STORED ROWS.

++++++++++

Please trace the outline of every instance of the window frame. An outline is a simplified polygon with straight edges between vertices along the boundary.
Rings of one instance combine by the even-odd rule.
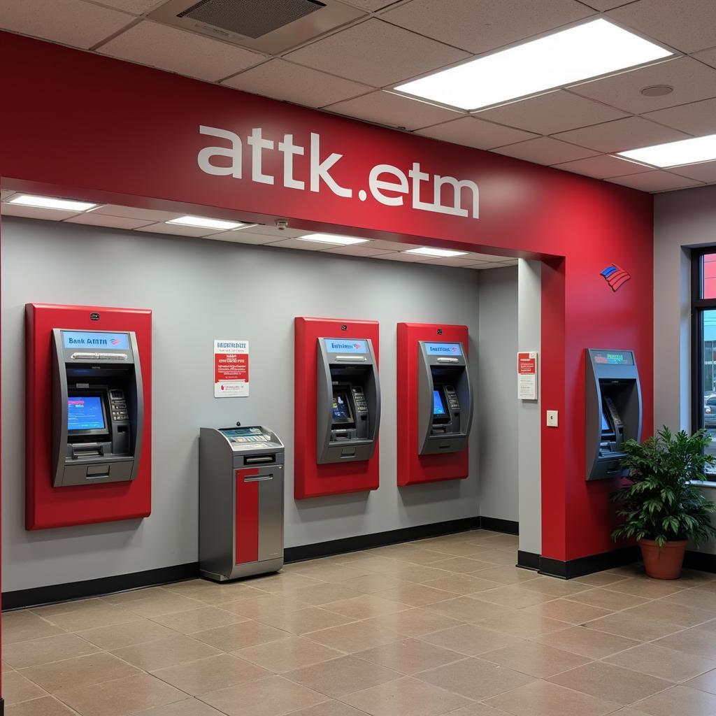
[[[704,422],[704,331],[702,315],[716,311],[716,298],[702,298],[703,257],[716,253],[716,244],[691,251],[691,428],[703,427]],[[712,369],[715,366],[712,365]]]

++++++++++

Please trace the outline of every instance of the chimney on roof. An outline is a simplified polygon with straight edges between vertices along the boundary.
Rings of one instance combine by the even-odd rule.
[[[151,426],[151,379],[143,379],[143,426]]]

++++++++++

Can you recast the data from the line containing "Please trace the outline of every instance of the chimney" through the line containing "[[[151,426],[151,379],[143,379],[143,426]]]" as a Markdown table with the columns Row and Data line, giving each line its own numbered row and leaving out blank lines?

OUTPUT OF THE EXERCISE.
| Row | Data line |
|---|---|
| 1 | Please trace the outline of every instance of the chimney on roof. An outline is a simplified polygon with straight edges between vertices along the boundary. |
| 2 | Rings of one instance combine by the even-odd rule. |
| 3 | [[[151,426],[151,379],[143,379],[143,426]]] |